• **Exercício 1**
Reproduza as entradas da linha que contém "Would you be able to determine the whereabouts of the metal" até à linha que contém "[295,91,357,142]", inclusive, com os pedidos incluídos. Nas respostas, redimensione as coordenadas: multiplique cada uma por 1,75 e arredonde ao número inteiro, com as metades para cima.

O que acha que pode acontecer nas próximas eleições? E à Europa depois das
eleições americanas?
O partido de Geert
Wilders de certeza vai obter excelente resultado nas próximas eleições, mas
defronta um colossal obstáculo: só tem eleitores, não tem quadros. A força do
politicamente correcto na Holanda é tal, que quem se arrisca a aceitar uma
posição no PVV não escapa a ser social e politicamente ostracizado. De modo que
a solução será que o PVV participe numa coligação, dando apoio parlamentar ao
partido vencedor.
É cedo para falarmos
da Europa, mas o avanço do Cinco Estrelas na Itália, e a apressada "simpatia"
que alguns países europeus demonstram pela Rússia, de certeza vão trazer
interessantes mudanças e dificultar o discurso dos eurocratas.
6-Que legado deixou
no país o assassinato há dez anos do cineasta Theo Van Gogh por um holandês de
origem marroquina, Mohammed Bouyeri, que atirou oito vezes no estômago e depois
o decapitou?
É triste dizer que
fora dos seus amigos e dos quantos que admirávamos a sua coragem, e lhe
desculpávamos a truculência, Theo van Gogh é passado.
Mas porque dá a
medida da cobardia dos governantes e do oportunismo dos seus princípios, é
difícil esquecer dias depois do assassinato, o burgomestre de Amesterdão foi
tomar chá a uma mesquita "para acalmar os ânimos dos muçulmanos."
7-“Existem muitas
holandas, ao contrário de há 50 anos”, escreveu. Qual será a preponderante?
Entre
os dezasseis milhões de holandeses há cerca de meio milhão de marroquinos e
outros tantos turcos. Esses são os da primeira geração. Eles e os seus filhos
acatam em geral as leis holandesas, embora sejam muitos a afirmar a supremacia
do Islão. Se as acatarão quando forem a maioria, ou quase, é a grande
incógnita. E como um antigo ministro da Justiça afirmou: "Se forem a
maioria e quiserem a sharia, teremos a sharia".
8-Cita Borges e
escreve que “em todos nós há resquícios de fascismo e racismo”. No que a si
toca…
Claro que há,
claro que tenho, e creio que nisso não me diferencio de Nosso Senhor Jesus
Cristo ou a Madre Teresa. Mas para esses, muito humanos, defeitos do meu
carácter possuo excelentes travões. Não me passaria pela cabeça insultar ou
desprezar alguém devido à cor da sua pele, ou julgar-me superior ao meu
semelhante.

• **Exercício 2**
Que pessoas são mencionadas pelo nome na fonte?

• **Dados fornecidos**
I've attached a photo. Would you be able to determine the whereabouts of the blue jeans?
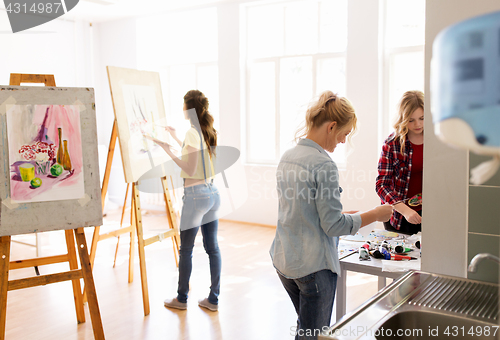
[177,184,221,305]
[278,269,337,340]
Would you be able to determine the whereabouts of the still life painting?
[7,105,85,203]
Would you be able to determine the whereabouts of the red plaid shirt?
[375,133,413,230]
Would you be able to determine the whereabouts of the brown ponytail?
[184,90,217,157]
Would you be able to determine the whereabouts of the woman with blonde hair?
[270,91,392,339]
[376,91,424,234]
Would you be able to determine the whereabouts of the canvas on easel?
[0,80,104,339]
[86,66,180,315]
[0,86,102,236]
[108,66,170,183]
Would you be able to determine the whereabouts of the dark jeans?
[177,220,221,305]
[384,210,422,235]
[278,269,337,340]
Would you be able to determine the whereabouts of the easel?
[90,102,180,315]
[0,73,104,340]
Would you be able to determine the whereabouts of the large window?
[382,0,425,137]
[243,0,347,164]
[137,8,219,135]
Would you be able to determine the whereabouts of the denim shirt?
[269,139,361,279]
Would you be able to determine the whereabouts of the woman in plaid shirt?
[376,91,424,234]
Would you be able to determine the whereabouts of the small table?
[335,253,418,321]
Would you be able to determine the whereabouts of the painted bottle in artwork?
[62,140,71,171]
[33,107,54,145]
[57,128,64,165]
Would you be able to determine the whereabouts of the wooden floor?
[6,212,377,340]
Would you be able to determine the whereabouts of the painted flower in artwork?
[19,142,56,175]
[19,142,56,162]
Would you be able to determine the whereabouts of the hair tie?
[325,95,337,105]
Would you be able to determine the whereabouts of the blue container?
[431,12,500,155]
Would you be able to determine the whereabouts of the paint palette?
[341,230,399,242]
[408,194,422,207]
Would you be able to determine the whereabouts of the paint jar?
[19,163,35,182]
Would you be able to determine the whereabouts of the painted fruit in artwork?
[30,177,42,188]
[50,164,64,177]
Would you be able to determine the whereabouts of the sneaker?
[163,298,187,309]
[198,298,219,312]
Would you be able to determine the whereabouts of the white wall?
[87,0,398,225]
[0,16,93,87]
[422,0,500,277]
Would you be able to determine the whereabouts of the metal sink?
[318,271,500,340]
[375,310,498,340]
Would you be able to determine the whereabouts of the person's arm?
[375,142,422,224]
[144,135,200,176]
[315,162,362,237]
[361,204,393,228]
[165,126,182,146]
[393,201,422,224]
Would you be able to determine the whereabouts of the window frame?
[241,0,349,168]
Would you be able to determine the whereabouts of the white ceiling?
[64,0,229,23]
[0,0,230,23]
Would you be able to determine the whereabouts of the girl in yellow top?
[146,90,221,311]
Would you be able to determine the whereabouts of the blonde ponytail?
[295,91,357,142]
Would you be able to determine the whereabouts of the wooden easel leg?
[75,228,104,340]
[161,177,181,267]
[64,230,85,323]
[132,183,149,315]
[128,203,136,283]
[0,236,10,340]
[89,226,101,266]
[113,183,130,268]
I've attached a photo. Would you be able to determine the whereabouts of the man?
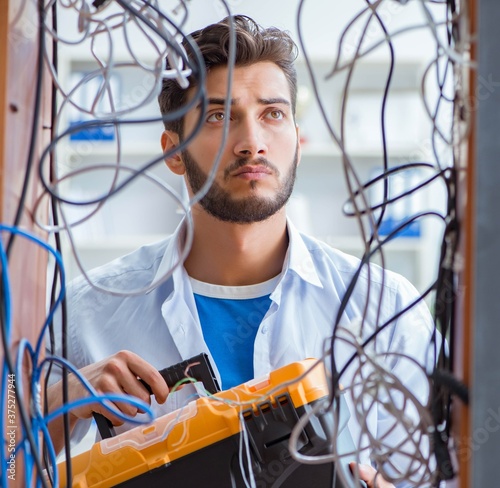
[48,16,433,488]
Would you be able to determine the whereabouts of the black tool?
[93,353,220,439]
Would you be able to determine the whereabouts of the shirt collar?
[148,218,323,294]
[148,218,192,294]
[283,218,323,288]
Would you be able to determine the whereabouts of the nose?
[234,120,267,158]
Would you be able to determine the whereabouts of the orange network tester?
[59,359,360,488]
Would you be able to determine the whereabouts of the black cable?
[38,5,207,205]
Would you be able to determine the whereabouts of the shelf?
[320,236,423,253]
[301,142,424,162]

• **Resposta ao exercício 1**
Would you be able to determine the whereabouts of the metal sink?
[557,474,875,595]
[656,543,872,595]
Would you be able to determine the whereabouts of the person's arm?
[656,249,739,392]
[252,236,350,308]
[551,284,634,415]
[632,357,688,399]
[289,221,319,256]
[688,352,739,392]
Would you be able to determine the whereabouts of the window frame?
[422,0,611,294]
Would you be able to determine the whereabouts of the white ceiling?
[112,0,401,40]
[0,0,403,40]
Would you be able to determine the whereabouts of the girl in yellow top?
[256,158,387,544]
Would you be able to determine the whereabouts of the blonde ponytail?
[516,159,625,249]

• **Resposta ao exercício 2**
Geert Wilders
Theo Van Gogh
Mohammed Bouyeri
Borges
Jesus Cristo
Madre Teresa